**Trecho da página:**

Este estudo foi publicado on-line em 1.º de agosto no periódico JAMA Network Open.
Medicamentos amplamente prescritos
A dor crônica acomete até 30% dos idosos com 65 anos ou mais. Medicamentos que não são derivados de opioides, como os gabapentinoides pregabalina e gabapentina, são amplamente prescritos para tratar o quadro, observaram os pesquisadores, liderados pela médica Dra. Elizabeth Park, do Columbia University Irving Medical Center, nos Estados Unidos.
A pregabalina tem maior potência que a gabapentina na ligação à subunidade α2δ do canal de cálcio do tipo L e, portanto, pode estar associada a aumento do risco de insuficiência cardíaca por causar retenção de sódio e água.
Para investigar a questão mais a fundo, os pesquisadores avaliaram 246.237 beneficiários do Medicare entre 2014 e 2018, dos quais 18.622 (8%) eram novos usuários de pregabalina e 227.615 (92%) novos usuários de gabapentina. Todos os pacientes tinham entre 65 e 89 anos, apresentavam dor crônica sem ser de origem neoplásica e não tinham história de insuficiência cardíaca.
Os pesquisadores usaram a probabilidade inversa de ponderação do tratamento para ajustar uma extensa lista de 231 covariáveis no intuito de diminuir os fatores de confusão e tentaram emular com precisão um estudo hipotético no qual pacientes do Medicare pegaram na farmácia seus medicamentos prescritos, pregabalina ou gabapentina, para tratar a dor, exceto a de origem neoplásica.

**Instruções das tarefas:**
1/ Indique se cada afirmação a seguir concorda com o trecho sobre pregabalina e gabapentina, respondendo sim ou não e citando entre aspas as palavras do trecho que decidem a resposta. (a) Todos os pacientes avaliados tinham entre 65 e 89 anos. (b) A maioria dos beneficiários avaliados era de novos usuários de pregabalina. (c) O estudo foi publicado no periódico JAMA Network Open.
2/ Escreva a continuação do trecho sobre pregabalina e gabapentina, começando logo após a última frase dele.

**Informações registradas:**
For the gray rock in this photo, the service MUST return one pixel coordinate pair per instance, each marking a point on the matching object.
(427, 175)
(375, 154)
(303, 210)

**Resultados das tarefas:**
1/
(a) Sim: "Todos os pacientes tinham entre 65 e 89 anos".
(b) Não: "18.622 (8%) eram novos usuários de pregabalina e 227.615 (92%) novos usuários de gabapentina".
(c) Sim: "Este estudo foi publicado on-line em 1.º de agosto no periódico JAMA Network Open".

2/
Considerando 114.113 pessoas-ano de acompanhamento, 1.470 pacientes foram internados ou tiveram que ser atendidos no pronto-socorro por insuficiência cardíaca. A prevalência de insuficiência cardíaca por 1.000 pessoas-ano foi de 18,2 para a pregabalina e de 12,5 para a gabapentina — o que representa aproximadamente mais seis casos de insuficiência cardíaca por ano para cada 1.000 pacientes tratados com pregabalina — com uma razão de risco ajustada (RRa) de 1,48.
A diferença foi ainda mais acentuada entre os pacientes com história de doença cardiovascular, com uma RRa de 1,85. Também foi observado aumento do risco de diagnóstico ambulatorial de insuficiência cardíaca (RRa de 1,27), mas não houve diferença no número de mortes por todas as causas entre os grupos.
Os autores disseram que as descobertas reiteram as recomendações atuais da European Medicines Agency para ter cautela ao prescrever a pregabalina para idosos com doença cardiovascular.
A American Heart Association dos EUA atualmente lista a pregabalina, mas não a gabapentina, como medicamento que pode causar ou agravar a insuficiência cardíaca.
Implicações clínicas imediatas
Convidados a comentar o estudo, os médicos Dr. Robert Zhang, do Weill Cornell Medicine, nos EUA, e Dr. Edo Birati, do Centro Médico Tzafon, em Israel, observaram que o estudo traz “informações oportunas e clinicamente relevantes” sobre a segurança cardiovascular desses dois gabapentinoides amplamente utilizados. Do ponto de vista clínico, as descobertas têm “implicações clínicas imediatas”, escreveram eles.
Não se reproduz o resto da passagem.